**Dataset rows:**
■ ■ ■ ■ ■ ■ ■
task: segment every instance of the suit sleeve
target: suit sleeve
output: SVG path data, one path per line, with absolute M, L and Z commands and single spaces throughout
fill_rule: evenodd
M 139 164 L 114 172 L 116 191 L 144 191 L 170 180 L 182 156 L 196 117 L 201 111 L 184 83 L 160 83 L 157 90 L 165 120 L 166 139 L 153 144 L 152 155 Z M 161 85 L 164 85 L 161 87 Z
■ ■ ■ ■ ■ ■ ■
**Task description:** Reproduce the entries from the first line through the line containing "fill_rule: evenodd", inclusive, substituting "jacket sleeve" for every occurrence of "suit sleeve" and leaving everything else unchanged.

**Solved problem:**
task: segment every instance of the jacket sleeve
target: jacket sleeve
output: SVG path data, one path per line, with absolute M, L and Z commands and single spaces throughout
fill_rule: evenodd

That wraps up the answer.